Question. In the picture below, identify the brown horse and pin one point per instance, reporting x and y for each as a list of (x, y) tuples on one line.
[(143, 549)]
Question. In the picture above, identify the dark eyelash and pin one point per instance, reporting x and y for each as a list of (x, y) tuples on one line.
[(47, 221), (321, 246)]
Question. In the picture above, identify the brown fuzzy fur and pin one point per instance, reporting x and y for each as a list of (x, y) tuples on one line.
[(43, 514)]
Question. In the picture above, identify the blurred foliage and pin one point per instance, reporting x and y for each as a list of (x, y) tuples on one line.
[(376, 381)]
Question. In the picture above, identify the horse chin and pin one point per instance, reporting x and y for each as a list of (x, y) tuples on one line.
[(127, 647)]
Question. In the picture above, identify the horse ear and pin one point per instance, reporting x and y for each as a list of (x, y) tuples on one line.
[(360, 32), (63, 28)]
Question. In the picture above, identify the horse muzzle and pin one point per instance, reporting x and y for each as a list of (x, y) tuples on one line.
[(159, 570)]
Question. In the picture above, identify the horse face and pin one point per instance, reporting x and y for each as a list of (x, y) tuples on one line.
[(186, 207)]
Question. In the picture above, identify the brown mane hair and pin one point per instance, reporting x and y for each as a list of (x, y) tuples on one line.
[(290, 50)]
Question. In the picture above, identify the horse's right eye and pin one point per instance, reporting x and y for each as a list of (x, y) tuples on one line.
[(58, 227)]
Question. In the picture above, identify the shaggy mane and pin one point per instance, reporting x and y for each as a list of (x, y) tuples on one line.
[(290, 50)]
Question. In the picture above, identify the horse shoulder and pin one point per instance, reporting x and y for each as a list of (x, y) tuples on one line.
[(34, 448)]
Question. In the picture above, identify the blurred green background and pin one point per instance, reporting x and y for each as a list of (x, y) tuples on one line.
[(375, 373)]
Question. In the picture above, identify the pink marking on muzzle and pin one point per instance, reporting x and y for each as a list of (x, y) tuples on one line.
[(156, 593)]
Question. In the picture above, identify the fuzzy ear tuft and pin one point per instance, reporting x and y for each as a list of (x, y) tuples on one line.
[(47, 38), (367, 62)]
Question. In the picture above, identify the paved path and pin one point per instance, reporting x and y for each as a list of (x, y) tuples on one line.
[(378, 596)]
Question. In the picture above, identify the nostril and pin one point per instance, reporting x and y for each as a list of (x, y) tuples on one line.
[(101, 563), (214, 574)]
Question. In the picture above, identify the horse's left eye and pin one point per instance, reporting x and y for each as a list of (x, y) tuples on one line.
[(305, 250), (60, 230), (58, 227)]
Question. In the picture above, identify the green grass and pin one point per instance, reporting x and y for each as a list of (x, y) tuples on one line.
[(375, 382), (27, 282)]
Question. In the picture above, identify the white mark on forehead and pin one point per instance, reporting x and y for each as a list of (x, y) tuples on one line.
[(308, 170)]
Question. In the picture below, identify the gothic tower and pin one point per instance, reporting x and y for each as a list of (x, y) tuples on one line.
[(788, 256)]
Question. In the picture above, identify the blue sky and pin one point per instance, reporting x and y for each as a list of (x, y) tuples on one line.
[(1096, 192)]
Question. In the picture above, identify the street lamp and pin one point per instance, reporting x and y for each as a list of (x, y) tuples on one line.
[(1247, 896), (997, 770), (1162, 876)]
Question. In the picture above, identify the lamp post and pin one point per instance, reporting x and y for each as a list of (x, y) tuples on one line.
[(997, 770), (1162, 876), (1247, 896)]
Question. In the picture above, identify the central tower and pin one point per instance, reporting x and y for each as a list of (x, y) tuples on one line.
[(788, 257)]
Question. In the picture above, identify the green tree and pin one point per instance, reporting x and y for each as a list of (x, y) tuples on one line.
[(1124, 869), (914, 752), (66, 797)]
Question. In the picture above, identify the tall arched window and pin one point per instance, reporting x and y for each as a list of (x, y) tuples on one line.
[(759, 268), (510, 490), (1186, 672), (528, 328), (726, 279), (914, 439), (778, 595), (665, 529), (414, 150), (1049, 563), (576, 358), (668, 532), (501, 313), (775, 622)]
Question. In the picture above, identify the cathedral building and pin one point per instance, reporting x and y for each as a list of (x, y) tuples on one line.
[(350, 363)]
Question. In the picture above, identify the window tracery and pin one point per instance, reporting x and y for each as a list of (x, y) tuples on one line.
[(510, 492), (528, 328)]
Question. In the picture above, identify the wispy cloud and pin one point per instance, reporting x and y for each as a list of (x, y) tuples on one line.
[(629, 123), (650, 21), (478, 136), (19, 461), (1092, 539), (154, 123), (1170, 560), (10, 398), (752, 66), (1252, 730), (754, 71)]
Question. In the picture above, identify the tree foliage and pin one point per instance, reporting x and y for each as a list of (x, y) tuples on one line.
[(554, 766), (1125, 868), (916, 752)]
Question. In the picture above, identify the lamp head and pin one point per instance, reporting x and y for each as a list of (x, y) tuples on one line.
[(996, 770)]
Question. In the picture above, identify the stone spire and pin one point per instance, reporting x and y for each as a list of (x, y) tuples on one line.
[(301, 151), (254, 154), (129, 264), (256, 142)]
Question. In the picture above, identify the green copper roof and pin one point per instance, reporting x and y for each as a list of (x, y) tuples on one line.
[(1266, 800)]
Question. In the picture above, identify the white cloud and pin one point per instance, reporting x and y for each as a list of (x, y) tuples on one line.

━━━━━━━━━━━━━━━━━━━━

### What to do
Would you transcribe every entry exactly, leaving nothing out?

### The answer
Question. In the picture below, identify the brown horse and pin one point per instance, reporting x and y for each as a list of (x, y) tuples on one line.
[(143, 549)]
Question. In the picture above, identify the dark eyelash and pin one point per instance, reporting x and y for each as a list of (x, y) tuples on one line.
[(47, 221), (321, 246)]
Question. In the picture above, identify the brown fuzzy fur and pin one point per instance, reporting x and y for each as a list of (x, y) tuples on one line.
[(43, 514)]
Question. In the picture above, identify the blurred foliage and pin one point per instance, reporting x and y for each as a list of (x, y) tuples on one line.
[(376, 381)]
Question. In the picture above, identify the horse chin and pin one point per instance, reporting x and y for each as a list of (x, y) tuples on one line.
[(127, 647)]
Question. In the picture above, identify the horse ear and pin one point per instance, reporting x and y for each as a list of (x, y) tuples on one line.
[(360, 32), (63, 28)]
Question. In the picture above, identify the horse muzzle and pin one point per instance, reporting x and y for each as a list of (x, y) tuples on one line.
[(159, 570)]
Question. In the picture above, identify the horse face and pin one point per instance, reporting x and y for each as a list of (x, y) tuples on one line.
[(186, 207)]
Question. In the picture above, identify the brown mane hair and pin one point per instance, reporting x and y for each as a list of (x, y) tuples on one line.
[(290, 50)]
Question. In the picture above, identify the horse's right eye and pin one point per instance, reporting x and y for each as a list of (x, y) tuples on one line.
[(58, 227)]
Question. In the picture above, identify the shaggy mane and pin one point per instance, reporting x and y for each as a list of (x, y) tuples on one line.
[(290, 50)]
Question. In the picture above, identify the horse shoulder and pin one point per instance, reporting x and y for each as a list of (x, y) tuples on one line.
[(34, 448)]
Question. In the picture above, identify the blurred green background and pin one point per instance, reporting x and y for each as a list of (x, y) tuples on one line.
[(375, 373)]
Question. In the picture above, identify the pink marking on muzzle and pin one point per instance, reporting x and y for each as a list of (x, y) tuples on one line.
[(156, 593)]
Question. In the picture above, identify the fuzzy ear tuft and pin one point per instance, reporting x and y for each as a list of (x, y) tuples on one line.
[(47, 38), (367, 62)]
Question. In the picture above, identify the paved path and pin one point per instance, reporting x and y for each as a list of (x, y) tuples on one line.
[(378, 596)]
Question. In the picture above, identify the nostril and pin one point per instance, reporting x and y for each as a list of (x, y) tuples on one line.
[(101, 563), (214, 574)]
Question. In the picture above, identify the horse's left eye and pin one point per instance, reporting x and y for each as a list of (x, y) tuples on one line.
[(305, 250), (60, 230), (58, 227)]
Question. In the picture above, identify the green grass and pin one point per instance, reporting x and y for each as a list of (x, y) tuples on one line.
[(375, 382), (27, 282)]
Question. In the picture above, identify the white mark on forehead and pin one point per instance, reporting x and y for each as a list of (x, y) tuples on one line.
[(308, 170)]
Question. In the picture below, identify the gothic tower and pin one point per instance, reporting x and y for each as a list of (x, y) tuples on one line.
[(788, 256)]
Question. In the picture above, identify the blue sky and pin one point per instance, reporting x and y for each as a list of (x, y) tuples on one line.
[(1096, 192)]
Question. In the picture above, identify the street lamp and pin one point per instance, reporting x and y for each as a list of (x, y) tuples on one line.
[(1247, 896), (997, 770), (1162, 876)]
Question. In the picture above, identify the lamp post and pin one point per instance, reporting x and y for each as a list of (x, y) tuples on one line.
[(997, 770), (1162, 876), (1247, 896)]
Question. In the picture above, identify the central tower and pin one point per instance, reporting x and y for each as a list of (x, y) tuples on one line.
[(788, 257)]
Question. In the picture above, identify the green tree and pin one point per instance, reporting x and y for each as a list of (x, y) tuples on one line.
[(1124, 869), (914, 752), (66, 797)]
Question. In the picture above, identify the tall arched window and pin one point per instance, reporting x and y for each as a list of (x, y) tuples on one line.
[(759, 268), (510, 490), (1186, 672), (528, 328), (726, 279), (914, 439), (778, 595), (665, 529), (414, 150), (1049, 563), (576, 358), (668, 532), (501, 313), (775, 622)]
Question. In the picture above, identify the cathedral building and pin one point per instance, reporting x and y for each as a list of (x, y) tuples on one line.
[(350, 363)]
Question. In the picture above, identify the window tracery and pin one point per instance, reporting x and y for each as a list of (x, y) tuples on one line.
[(510, 492), (528, 328)]
Question. In the picture above, identify the wispy cloud and pin one point per instance, reporting x and y for each as a list of (x, y) tuples on one line.
[(629, 123), (650, 21), (478, 136), (19, 461), (1092, 539), (154, 123), (1170, 560), (10, 398), (752, 66), (1252, 730), (754, 71)]
Question. In the picture above, identify the tree foliage and pin one point per instance, reporting x and y for each as a list of (x, y) tuples on one line.
[(554, 766), (1125, 868), (916, 752)]
Question. In the picture above, identify the lamp head and pin one point per instance, reporting x and y for each as a list of (x, y) tuples on one line.
[(996, 770)]
Question. In the picture above, identify the stone spire and pin one point per instance, reporting x and y for each as a list of (x, y) tuples on one line.
[(301, 151), (254, 154), (129, 264), (256, 142)]
Question. In the picture above, identify the green copper roof and pin one point per instance, reporting x and y for each as a list of (x, y) tuples on one line.
[(1266, 800)]
Question. In the picture above, identify the white cloud and pin one point per instance, reporting x and y for each as a list of (x, y) tuples on one line.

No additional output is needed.